TASK PROMPT -
Count the lines in the entries below that contain the word "wooden", matching case exactly. Reply with the number alone.

SUPPLIED RECORDS -
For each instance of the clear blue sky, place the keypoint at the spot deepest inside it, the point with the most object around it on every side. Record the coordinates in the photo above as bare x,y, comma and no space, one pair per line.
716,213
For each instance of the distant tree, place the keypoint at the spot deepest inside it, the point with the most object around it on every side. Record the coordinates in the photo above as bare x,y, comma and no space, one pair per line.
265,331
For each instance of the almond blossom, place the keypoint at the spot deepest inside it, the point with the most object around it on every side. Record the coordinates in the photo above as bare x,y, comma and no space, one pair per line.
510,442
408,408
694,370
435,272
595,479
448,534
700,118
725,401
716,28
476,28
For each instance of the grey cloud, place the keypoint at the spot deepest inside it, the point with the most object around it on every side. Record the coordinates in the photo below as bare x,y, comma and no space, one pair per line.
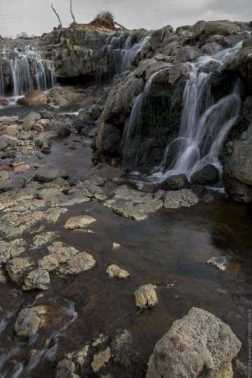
35,16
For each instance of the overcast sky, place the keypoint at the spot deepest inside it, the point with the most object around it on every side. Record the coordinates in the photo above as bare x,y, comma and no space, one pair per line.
35,16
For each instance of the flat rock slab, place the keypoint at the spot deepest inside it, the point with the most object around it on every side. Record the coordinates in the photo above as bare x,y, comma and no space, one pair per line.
180,198
133,204
47,174
79,222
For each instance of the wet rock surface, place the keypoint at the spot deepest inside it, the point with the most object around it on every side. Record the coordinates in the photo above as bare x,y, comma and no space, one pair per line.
79,242
182,351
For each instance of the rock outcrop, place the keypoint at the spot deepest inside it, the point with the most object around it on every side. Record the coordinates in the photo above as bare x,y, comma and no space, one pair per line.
197,345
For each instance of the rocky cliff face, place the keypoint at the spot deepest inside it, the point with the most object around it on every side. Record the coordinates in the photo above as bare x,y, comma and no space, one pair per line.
166,86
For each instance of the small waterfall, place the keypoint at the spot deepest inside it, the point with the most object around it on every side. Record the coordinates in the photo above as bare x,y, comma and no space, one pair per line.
130,51
27,71
131,130
204,126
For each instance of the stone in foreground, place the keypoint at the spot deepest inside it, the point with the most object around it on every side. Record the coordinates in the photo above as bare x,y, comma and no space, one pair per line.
79,222
37,279
197,345
180,198
146,296
114,271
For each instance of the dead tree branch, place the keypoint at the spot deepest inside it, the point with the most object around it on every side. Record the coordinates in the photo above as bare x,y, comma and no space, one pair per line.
71,12
57,15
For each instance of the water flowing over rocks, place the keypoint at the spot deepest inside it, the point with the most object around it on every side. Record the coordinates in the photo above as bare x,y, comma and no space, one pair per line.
114,178
114,271
146,296
197,344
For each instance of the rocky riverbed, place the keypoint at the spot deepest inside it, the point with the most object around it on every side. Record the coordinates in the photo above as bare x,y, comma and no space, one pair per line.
102,275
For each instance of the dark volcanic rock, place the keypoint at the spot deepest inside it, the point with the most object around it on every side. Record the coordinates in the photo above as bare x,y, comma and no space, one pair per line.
48,174
206,176
237,190
176,182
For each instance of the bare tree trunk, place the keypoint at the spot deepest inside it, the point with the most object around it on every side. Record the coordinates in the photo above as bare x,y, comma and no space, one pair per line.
71,11
57,15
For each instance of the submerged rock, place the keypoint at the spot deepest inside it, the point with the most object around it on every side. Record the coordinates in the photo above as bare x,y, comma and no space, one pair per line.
49,174
66,260
197,344
101,359
146,296
42,239
81,262
181,198
30,320
17,267
220,262
114,271
132,204
66,369
79,222
37,279
30,120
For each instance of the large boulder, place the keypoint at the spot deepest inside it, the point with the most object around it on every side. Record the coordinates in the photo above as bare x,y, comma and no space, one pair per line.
209,28
208,175
243,64
197,345
238,167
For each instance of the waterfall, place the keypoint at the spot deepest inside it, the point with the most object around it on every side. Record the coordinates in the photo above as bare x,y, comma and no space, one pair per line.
205,122
26,71
130,51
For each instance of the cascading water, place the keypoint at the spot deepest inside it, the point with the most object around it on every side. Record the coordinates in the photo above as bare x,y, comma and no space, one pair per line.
24,71
205,122
130,51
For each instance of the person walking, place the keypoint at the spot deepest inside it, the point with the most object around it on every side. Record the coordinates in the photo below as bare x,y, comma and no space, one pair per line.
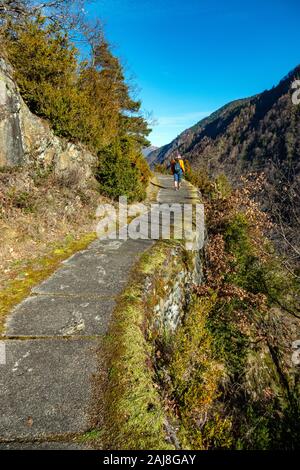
178,169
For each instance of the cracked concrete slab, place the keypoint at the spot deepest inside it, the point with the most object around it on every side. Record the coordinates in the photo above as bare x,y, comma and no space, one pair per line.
46,315
47,387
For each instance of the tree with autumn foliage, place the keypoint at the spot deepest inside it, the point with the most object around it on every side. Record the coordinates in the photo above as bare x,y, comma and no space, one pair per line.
85,101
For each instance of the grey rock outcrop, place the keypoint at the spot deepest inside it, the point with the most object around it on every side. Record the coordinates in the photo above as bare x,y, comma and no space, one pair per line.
26,138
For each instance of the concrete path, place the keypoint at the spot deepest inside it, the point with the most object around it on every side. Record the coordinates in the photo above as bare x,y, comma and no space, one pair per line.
48,386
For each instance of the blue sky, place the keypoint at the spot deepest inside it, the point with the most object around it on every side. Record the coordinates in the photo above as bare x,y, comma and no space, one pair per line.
190,57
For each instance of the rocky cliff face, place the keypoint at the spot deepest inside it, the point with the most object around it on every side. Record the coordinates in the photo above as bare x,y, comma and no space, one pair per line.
26,138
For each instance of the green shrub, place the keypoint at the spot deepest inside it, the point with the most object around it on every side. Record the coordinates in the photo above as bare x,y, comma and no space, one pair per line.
118,175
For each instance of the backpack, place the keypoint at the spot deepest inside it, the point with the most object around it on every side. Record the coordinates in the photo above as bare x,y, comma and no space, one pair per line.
177,168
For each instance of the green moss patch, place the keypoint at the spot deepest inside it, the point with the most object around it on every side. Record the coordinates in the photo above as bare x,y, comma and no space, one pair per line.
135,413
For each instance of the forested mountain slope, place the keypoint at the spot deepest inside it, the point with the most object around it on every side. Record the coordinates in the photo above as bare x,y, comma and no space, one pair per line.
257,134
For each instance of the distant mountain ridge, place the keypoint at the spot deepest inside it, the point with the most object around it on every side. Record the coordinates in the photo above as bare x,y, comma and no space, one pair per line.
256,134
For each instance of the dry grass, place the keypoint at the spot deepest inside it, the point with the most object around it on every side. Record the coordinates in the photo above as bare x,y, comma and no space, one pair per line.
36,212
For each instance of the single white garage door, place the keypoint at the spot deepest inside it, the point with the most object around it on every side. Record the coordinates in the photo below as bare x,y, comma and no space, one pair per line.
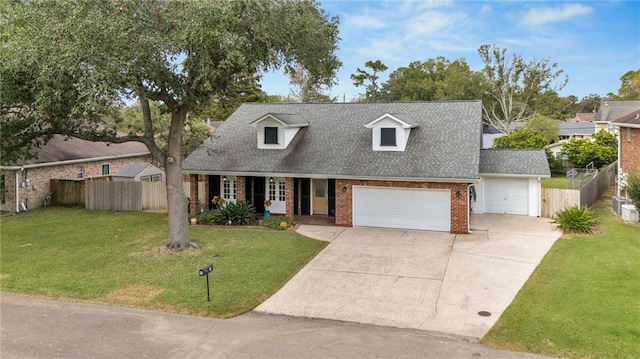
506,195
402,208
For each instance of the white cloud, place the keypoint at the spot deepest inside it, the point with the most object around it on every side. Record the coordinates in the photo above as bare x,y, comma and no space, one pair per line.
365,22
421,5
432,23
554,14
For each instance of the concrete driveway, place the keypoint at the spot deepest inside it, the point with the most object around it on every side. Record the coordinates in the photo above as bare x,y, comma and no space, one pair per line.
417,279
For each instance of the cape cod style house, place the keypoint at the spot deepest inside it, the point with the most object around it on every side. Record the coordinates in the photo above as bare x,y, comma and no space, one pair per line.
415,165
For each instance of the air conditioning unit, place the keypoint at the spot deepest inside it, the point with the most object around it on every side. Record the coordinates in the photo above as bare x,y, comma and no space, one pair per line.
629,213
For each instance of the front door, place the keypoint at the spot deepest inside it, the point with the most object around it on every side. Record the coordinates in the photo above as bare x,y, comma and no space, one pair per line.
319,196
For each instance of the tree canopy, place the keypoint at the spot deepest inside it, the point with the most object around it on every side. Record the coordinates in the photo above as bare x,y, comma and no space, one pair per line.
522,138
433,80
602,151
369,79
65,65
629,86
514,84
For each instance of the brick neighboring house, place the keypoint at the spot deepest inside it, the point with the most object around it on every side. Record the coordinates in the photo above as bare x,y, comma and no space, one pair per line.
628,144
415,165
26,184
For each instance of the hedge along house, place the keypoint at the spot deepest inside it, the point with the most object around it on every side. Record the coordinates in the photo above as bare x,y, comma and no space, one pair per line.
396,165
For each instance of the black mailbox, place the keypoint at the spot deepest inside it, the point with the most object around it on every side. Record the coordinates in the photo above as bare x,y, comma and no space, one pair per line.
206,270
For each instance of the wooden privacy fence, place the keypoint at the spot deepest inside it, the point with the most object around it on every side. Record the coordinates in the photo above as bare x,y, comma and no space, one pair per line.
67,192
555,199
115,195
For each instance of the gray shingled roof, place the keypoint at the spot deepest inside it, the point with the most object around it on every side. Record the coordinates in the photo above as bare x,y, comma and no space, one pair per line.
631,119
577,128
59,149
518,162
612,109
445,144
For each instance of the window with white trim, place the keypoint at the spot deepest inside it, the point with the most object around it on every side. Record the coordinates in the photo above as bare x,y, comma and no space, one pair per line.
272,191
387,136
281,190
271,135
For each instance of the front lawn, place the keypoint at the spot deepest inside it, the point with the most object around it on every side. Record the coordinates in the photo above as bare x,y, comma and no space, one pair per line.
583,300
118,258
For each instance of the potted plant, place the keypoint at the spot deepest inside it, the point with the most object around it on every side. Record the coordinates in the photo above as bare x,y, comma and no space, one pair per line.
267,204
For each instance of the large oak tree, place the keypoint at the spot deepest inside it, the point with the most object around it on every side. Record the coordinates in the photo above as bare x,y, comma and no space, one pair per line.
65,65
514,85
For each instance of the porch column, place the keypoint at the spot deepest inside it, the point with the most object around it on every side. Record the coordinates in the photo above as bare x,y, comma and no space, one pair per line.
241,188
289,196
193,194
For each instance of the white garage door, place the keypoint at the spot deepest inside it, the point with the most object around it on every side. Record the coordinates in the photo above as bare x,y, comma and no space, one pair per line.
402,208
506,195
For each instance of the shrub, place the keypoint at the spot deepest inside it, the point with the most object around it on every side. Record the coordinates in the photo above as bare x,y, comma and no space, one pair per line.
575,219
206,217
278,222
238,214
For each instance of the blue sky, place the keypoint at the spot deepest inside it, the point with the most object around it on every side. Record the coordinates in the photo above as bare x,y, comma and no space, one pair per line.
594,42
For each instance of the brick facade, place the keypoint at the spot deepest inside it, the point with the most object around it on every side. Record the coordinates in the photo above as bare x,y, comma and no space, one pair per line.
459,205
33,194
630,149
344,199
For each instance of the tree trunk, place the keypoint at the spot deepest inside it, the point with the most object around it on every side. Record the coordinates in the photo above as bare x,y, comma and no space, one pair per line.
176,200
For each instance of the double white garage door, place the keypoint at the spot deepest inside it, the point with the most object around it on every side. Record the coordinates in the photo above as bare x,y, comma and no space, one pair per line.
409,208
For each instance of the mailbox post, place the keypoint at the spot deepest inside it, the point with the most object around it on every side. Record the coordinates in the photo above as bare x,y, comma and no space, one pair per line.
204,271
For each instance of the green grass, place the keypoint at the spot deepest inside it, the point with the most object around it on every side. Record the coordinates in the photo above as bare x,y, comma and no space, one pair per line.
119,258
583,300
555,182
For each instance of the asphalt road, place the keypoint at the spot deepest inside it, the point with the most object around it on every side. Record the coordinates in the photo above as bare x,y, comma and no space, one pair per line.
39,328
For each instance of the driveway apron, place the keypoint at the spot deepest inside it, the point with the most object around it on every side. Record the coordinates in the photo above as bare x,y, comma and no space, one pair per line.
453,284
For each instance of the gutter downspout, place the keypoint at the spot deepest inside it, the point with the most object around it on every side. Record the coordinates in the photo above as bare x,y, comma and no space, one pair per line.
619,191
18,192
469,209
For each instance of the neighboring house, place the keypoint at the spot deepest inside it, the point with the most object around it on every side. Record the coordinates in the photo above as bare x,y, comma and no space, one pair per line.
569,130
611,110
139,171
26,184
396,165
628,144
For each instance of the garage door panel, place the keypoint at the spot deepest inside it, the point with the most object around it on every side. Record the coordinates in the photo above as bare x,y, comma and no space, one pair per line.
506,195
402,208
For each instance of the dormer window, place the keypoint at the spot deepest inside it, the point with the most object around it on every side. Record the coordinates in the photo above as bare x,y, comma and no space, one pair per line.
387,136
390,132
270,135
276,130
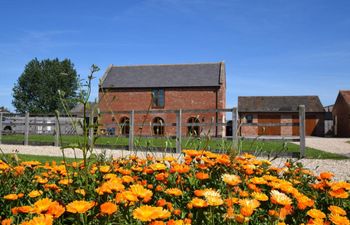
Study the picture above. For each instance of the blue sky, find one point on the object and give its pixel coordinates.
(272, 47)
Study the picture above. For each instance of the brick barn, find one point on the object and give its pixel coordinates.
(341, 114)
(260, 110)
(199, 86)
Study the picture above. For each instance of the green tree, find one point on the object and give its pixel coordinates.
(36, 90)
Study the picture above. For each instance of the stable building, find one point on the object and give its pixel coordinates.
(263, 115)
(157, 88)
(341, 114)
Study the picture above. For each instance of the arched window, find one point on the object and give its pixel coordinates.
(124, 125)
(158, 126)
(193, 128)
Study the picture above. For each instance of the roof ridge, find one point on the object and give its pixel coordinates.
(170, 64)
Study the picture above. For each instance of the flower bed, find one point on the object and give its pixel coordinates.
(201, 188)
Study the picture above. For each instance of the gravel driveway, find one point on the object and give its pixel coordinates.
(341, 168)
(333, 145)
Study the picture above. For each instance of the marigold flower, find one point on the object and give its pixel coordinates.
(198, 203)
(339, 220)
(148, 213)
(55, 210)
(337, 210)
(42, 205)
(260, 196)
(108, 208)
(158, 166)
(173, 191)
(231, 179)
(41, 220)
(35, 193)
(11, 197)
(202, 176)
(6, 221)
(79, 206)
(280, 198)
(316, 214)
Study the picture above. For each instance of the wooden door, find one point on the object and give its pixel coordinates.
(295, 127)
(310, 125)
(269, 119)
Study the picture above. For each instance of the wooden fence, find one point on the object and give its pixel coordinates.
(179, 124)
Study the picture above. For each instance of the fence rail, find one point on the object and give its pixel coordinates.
(28, 121)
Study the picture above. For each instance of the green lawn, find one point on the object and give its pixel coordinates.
(264, 147)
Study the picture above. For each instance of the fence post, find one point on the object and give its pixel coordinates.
(57, 132)
(131, 130)
(91, 129)
(302, 129)
(1, 115)
(178, 131)
(234, 124)
(26, 129)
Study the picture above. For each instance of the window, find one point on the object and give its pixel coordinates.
(158, 98)
(124, 126)
(158, 126)
(193, 128)
(249, 118)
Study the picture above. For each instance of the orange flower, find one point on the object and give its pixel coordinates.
(316, 214)
(41, 220)
(202, 176)
(337, 210)
(198, 203)
(35, 193)
(108, 208)
(55, 210)
(21, 209)
(339, 220)
(326, 175)
(79, 206)
(173, 191)
(11, 197)
(260, 196)
(42, 205)
(280, 198)
(231, 179)
(158, 166)
(6, 221)
(148, 213)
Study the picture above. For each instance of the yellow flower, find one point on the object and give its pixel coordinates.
(173, 191)
(148, 213)
(108, 208)
(316, 214)
(339, 220)
(199, 203)
(158, 166)
(11, 197)
(41, 220)
(35, 193)
(79, 206)
(280, 198)
(42, 205)
(337, 210)
(231, 179)
(260, 196)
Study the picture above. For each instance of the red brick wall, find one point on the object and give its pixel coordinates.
(113, 101)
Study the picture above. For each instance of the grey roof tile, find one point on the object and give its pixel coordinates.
(172, 75)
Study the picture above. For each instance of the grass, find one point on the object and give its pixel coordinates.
(264, 147)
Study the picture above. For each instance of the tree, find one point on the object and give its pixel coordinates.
(36, 90)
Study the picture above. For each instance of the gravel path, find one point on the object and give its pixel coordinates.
(333, 145)
(341, 168)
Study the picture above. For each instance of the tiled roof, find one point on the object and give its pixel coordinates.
(279, 103)
(172, 75)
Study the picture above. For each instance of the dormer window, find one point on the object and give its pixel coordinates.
(158, 98)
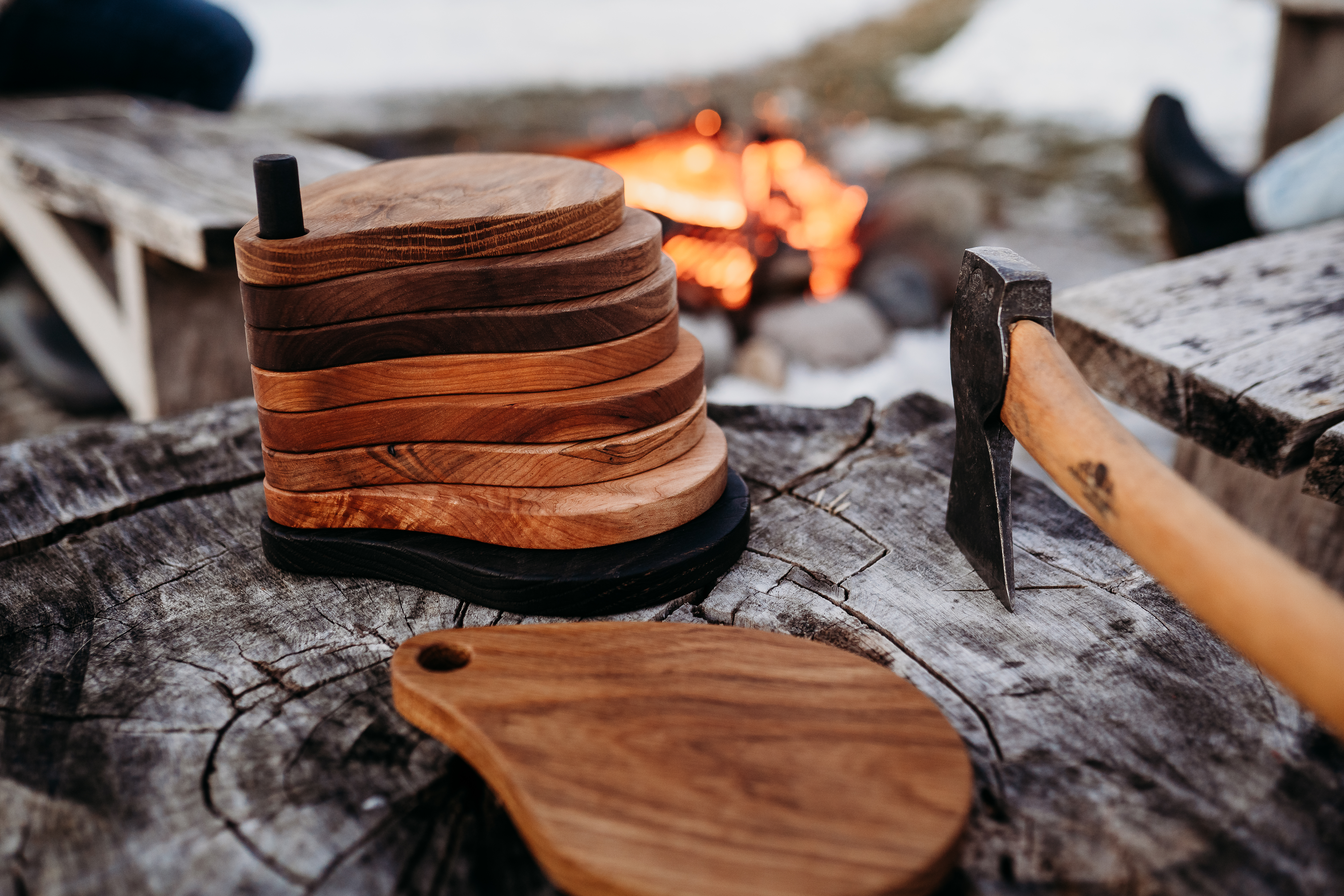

FINAL ANSWER -
3